**Tasks to perform**
- 1) From the Starflight review, write out everything from "What happens when" down to "than it did.".
- 2) In the Starflight review, what role does Solara take on once she is aboard the Banshee?

**Given passage**
---*---

My rating: 4 of 5 stars

Category: Young Adult
Genre: Space Opera

What happens when you combine Firefly with Overboard? Well, you get something like Starflight. While I'm sure the comparisons to Firefly are abundant, I couldn't help but think of Overboard as well for the first part of this book. One character loses his memory for a little while and another takes revenge in much the same way as Kurt Russell took revenge on Goldie Hawn in that movie. I would have loved if it had gone on a little longer in this book than it did.

Solara Brooks is an orphan and an ex-convict who is looking forward to starting a new life for herself in the outer realm, a lawless place that a lot of other people would steer clear of. She is so desperate to find a way there that she indentures herself to Doran Spalding, an oil baron's son, so that she can obtain passage on a ship bound in that direction. Solara and Doran have a history, one that was unpleasant for Solara, because he made her life miserable in school. They eventually end up on the Banshee where Solara becomes the ship's mechanic. It's on the Banshee that everything starts to change for both Solara and Doran.

---*---

**Data lines**

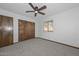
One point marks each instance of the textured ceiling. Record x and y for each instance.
(52, 8)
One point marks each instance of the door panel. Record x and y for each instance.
(0, 32)
(6, 30)
(26, 30)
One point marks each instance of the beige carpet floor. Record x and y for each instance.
(38, 47)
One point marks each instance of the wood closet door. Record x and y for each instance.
(6, 31)
(26, 30)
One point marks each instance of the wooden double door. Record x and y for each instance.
(6, 31)
(26, 30)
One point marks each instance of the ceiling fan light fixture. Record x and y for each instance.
(36, 11)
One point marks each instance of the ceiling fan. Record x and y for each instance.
(37, 10)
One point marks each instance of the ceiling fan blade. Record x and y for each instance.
(32, 6)
(35, 14)
(44, 7)
(41, 13)
(29, 11)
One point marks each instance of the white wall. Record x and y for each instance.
(66, 27)
(15, 21)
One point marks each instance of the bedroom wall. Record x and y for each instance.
(66, 25)
(15, 21)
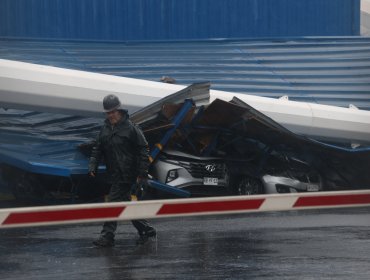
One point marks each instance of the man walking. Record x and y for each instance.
(125, 151)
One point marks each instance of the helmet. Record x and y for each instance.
(111, 103)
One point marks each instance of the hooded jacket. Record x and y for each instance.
(124, 148)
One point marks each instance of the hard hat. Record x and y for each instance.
(111, 103)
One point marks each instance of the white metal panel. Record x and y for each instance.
(45, 88)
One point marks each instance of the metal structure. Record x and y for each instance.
(331, 71)
(130, 20)
(83, 213)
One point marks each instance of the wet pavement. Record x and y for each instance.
(318, 244)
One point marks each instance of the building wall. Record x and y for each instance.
(177, 19)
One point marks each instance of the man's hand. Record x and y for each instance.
(141, 185)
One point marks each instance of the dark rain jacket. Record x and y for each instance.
(125, 151)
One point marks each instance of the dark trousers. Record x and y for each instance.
(122, 192)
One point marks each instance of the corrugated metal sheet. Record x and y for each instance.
(177, 19)
(333, 70)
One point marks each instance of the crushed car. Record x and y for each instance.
(197, 148)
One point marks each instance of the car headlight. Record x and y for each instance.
(172, 175)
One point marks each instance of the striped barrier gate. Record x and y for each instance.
(78, 213)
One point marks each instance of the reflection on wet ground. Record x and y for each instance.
(330, 244)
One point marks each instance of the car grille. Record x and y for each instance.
(205, 169)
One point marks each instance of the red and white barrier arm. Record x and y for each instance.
(78, 213)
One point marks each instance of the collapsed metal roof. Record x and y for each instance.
(325, 70)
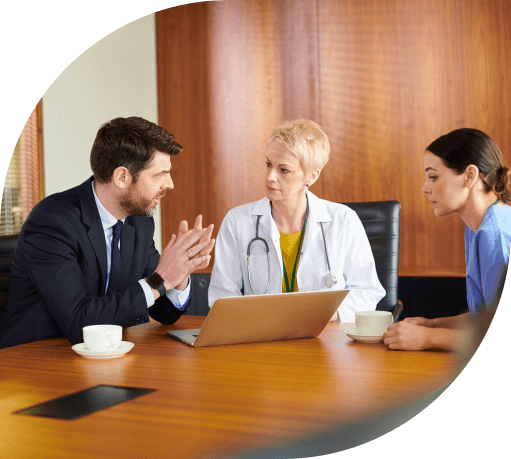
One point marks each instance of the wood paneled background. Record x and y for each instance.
(383, 79)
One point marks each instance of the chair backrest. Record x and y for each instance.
(8, 246)
(199, 289)
(381, 223)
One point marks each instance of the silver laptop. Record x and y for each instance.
(254, 318)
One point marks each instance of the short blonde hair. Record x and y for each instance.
(306, 140)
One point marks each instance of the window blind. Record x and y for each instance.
(22, 188)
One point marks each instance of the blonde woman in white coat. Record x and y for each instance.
(312, 244)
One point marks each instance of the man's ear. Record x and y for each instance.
(122, 178)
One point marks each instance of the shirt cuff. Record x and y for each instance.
(177, 297)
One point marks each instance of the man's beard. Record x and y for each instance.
(135, 205)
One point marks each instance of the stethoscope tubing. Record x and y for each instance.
(330, 280)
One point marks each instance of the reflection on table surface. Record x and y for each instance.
(218, 401)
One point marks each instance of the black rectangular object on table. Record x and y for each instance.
(84, 402)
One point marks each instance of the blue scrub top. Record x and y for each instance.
(487, 258)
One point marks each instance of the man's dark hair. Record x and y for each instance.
(131, 143)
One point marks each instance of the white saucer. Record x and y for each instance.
(352, 333)
(124, 347)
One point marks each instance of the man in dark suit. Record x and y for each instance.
(86, 256)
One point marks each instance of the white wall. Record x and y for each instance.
(114, 77)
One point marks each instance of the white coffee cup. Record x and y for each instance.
(372, 323)
(102, 337)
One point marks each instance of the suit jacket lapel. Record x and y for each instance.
(90, 218)
(127, 248)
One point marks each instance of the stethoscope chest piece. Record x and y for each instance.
(330, 280)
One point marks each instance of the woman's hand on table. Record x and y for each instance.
(407, 336)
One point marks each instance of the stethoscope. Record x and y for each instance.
(330, 280)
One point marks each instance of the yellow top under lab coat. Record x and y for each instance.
(349, 253)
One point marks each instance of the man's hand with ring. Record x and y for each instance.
(189, 251)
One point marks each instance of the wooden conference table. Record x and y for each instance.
(303, 397)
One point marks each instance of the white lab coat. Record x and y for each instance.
(349, 253)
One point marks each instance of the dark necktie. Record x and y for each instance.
(115, 269)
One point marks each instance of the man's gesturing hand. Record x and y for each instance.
(189, 251)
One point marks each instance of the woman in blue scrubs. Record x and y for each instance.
(465, 174)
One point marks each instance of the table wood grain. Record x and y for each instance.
(209, 402)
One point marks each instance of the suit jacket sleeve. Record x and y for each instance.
(163, 310)
(65, 272)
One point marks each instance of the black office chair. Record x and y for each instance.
(199, 285)
(381, 223)
(8, 246)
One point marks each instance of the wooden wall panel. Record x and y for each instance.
(383, 79)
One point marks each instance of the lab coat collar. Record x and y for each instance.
(317, 213)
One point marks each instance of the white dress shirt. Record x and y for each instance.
(178, 298)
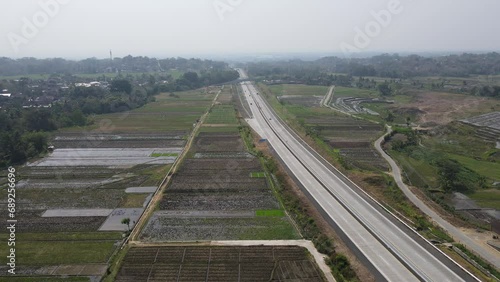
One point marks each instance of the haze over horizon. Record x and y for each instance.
(81, 29)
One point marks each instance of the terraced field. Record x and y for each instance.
(214, 196)
(97, 176)
(351, 137)
(253, 263)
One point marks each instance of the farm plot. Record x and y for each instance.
(352, 138)
(216, 142)
(124, 140)
(253, 263)
(60, 196)
(162, 228)
(169, 113)
(111, 157)
(298, 90)
(219, 201)
(222, 114)
(32, 221)
(215, 187)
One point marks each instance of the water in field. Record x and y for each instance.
(111, 157)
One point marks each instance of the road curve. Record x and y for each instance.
(490, 254)
(390, 250)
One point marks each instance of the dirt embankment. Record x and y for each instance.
(361, 271)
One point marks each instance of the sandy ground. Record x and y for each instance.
(443, 108)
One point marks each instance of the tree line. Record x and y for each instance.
(385, 65)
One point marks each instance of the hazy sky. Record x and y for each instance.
(166, 28)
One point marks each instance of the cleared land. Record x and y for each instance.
(214, 196)
(350, 137)
(259, 263)
(91, 169)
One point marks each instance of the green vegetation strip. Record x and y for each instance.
(61, 252)
(155, 155)
(279, 213)
(258, 174)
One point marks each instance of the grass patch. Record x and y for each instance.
(221, 129)
(156, 155)
(258, 174)
(64, 236)
(222, 114)
(298, 89)
(155, 175)
(279, 213)
(167, 113)
(60, 252)
(133, 200)
(354, 92)
(484, 168)
(44, 279)
(269, 228)
(487, 198)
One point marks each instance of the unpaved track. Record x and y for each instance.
(486, 252)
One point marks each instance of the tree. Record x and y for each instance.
(385, 89)
(121, 85)
(127, 222)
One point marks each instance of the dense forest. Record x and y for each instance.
(386, 65)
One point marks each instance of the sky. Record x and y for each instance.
(78, 29)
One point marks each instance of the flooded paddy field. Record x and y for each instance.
(109, 157)
(250, 263)
(214, 196)
(71, 203)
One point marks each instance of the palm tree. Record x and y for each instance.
(127, 222)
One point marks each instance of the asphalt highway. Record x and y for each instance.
(390, 249)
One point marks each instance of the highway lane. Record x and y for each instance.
(380, 241)
(487, 253)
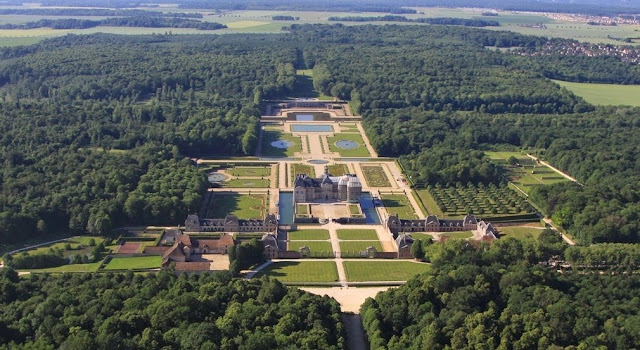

---*---

**Answers given**
- 1)
What happens when you combine Firefly with Overboard? Well, you get something like Starflight. While I'm sure the comparisons to Firefly are abundant, I couldn't help but think of Overboard as well for the first part of this book. One character loses his memory for a little while and another takes revenge in much the same way as Kurt Russell took revenge on Goldie Hawn in that movie. I would have loved if it had gone on a little longer in this book than it did.

- 2) She becomes the ship's mechanic.